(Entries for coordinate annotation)
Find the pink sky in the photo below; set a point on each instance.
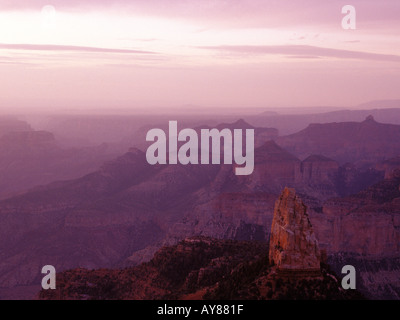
(126, 54)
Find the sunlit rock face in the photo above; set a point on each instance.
(293, 245)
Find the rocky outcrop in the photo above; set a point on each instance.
(363, 143)
(293, 245)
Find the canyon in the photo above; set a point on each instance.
(120, 214)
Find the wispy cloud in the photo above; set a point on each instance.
(304, 51)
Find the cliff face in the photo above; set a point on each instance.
(209, 269)
(293, 244)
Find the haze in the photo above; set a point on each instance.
(90, 55)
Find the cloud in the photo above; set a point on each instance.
(304, 51)
(51, 47)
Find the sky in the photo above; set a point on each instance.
(98, 54)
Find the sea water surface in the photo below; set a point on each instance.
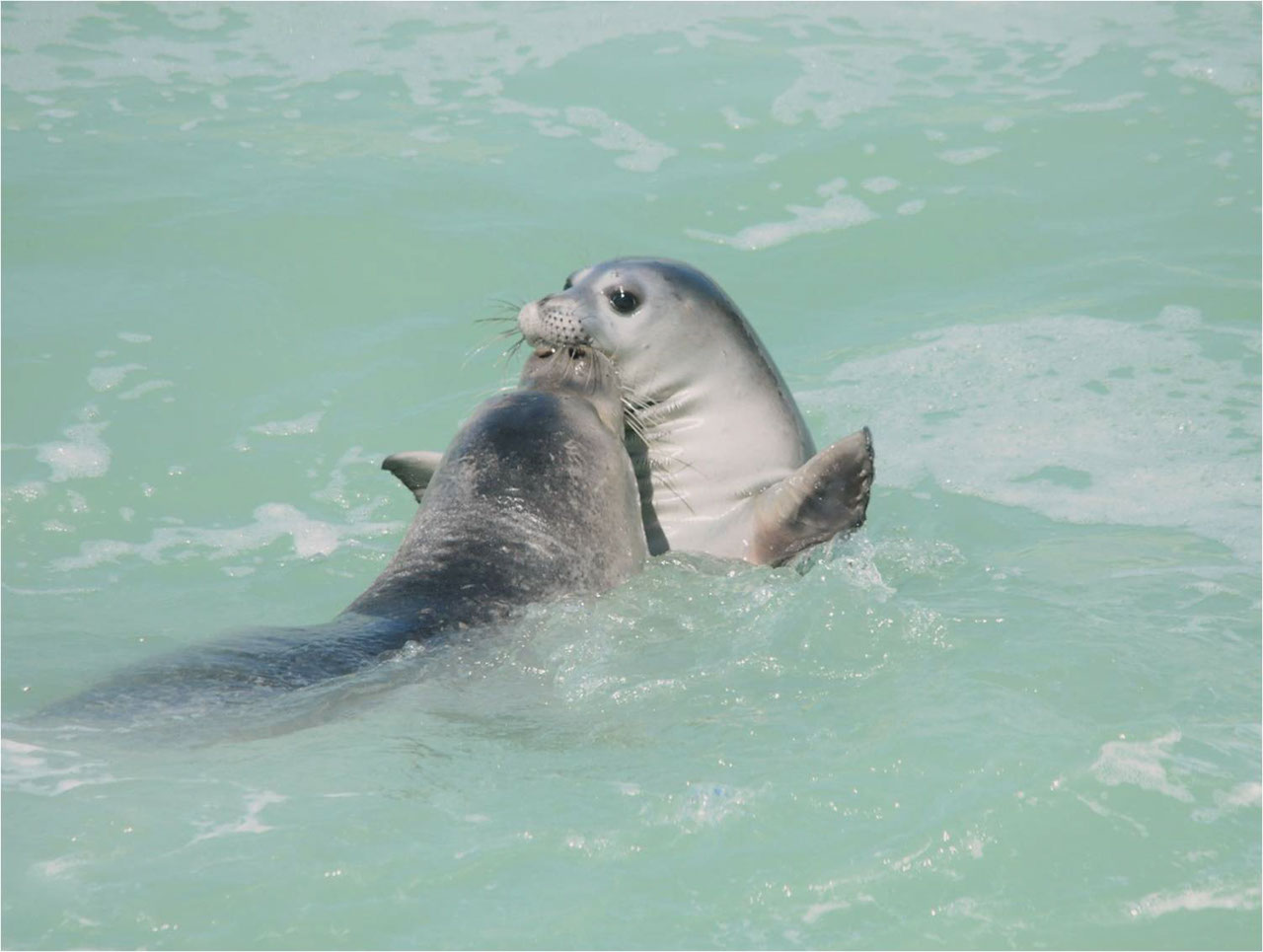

-- Problem --
Pick out every line in the entries that contains the word "above", and copy each of those lines in full.

-- Task solution --
Find the sunlit rock face in the photo above; set a point on each instance.
Find the rocky outcrop in the photo above; set a point on each instance.
Find the canyon in the photo above; set a point on each instance.
Find the wispy cloud in the photo above; set a point on each instance.
Find the cliff face in the photo above; set a point on each instance.
Find the haze in the photo above; set a point on each instance.
Find the cloud in the photo above; set a point on each instance.
Find the sky in the photo above; set a point on each instance.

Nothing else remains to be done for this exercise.